WHAT YOU WILL DO: Your answer should be one number: the count of lines in the records that include the word "concrete".

PROVIDED RECORDS: Begin

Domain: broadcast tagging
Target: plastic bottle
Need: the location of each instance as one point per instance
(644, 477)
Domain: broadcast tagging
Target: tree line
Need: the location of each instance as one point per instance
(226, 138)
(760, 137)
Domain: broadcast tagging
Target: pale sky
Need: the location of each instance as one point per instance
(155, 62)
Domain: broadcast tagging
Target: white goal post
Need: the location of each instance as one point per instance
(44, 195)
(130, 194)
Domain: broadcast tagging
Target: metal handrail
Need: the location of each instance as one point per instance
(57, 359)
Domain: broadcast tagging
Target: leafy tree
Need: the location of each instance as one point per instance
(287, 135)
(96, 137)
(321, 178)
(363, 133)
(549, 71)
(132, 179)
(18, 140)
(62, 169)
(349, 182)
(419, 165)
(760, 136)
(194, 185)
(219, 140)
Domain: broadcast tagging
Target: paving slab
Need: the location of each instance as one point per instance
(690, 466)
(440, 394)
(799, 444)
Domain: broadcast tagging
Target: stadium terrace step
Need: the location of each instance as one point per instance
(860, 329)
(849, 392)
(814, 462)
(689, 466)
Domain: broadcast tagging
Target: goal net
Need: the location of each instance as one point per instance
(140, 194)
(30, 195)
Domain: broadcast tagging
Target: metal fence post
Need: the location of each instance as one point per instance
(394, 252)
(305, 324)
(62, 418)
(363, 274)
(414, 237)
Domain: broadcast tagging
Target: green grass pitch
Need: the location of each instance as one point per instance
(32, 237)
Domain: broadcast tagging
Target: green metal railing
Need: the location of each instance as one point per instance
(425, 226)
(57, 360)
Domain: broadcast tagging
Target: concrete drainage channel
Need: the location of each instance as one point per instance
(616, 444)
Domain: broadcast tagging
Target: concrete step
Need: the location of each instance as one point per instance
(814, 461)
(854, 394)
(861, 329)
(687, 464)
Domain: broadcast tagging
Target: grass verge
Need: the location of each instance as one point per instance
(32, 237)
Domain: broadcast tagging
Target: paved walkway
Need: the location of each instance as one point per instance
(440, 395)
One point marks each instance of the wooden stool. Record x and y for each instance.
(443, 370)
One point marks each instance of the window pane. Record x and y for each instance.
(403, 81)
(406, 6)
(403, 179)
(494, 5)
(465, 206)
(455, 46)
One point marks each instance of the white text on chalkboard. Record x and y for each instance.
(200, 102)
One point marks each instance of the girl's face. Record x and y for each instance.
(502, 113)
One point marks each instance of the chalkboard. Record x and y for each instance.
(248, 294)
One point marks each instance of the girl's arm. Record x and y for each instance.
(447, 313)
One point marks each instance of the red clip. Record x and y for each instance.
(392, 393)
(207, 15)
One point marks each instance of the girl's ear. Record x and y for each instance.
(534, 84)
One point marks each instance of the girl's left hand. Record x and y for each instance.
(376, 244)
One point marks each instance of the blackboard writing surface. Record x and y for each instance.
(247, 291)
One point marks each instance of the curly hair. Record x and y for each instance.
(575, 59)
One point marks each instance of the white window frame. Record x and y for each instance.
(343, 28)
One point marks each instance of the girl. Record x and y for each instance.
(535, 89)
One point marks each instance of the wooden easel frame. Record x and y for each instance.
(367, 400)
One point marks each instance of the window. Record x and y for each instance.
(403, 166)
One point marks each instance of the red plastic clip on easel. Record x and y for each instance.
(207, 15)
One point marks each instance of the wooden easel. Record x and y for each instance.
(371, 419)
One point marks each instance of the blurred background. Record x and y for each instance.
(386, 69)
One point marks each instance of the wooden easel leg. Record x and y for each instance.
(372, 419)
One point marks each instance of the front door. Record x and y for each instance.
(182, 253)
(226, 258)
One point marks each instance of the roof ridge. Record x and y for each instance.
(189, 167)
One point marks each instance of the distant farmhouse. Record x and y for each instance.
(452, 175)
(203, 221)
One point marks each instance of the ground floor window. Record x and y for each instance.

PROVIDED RECORDS: End

ANSWER SPACE: 2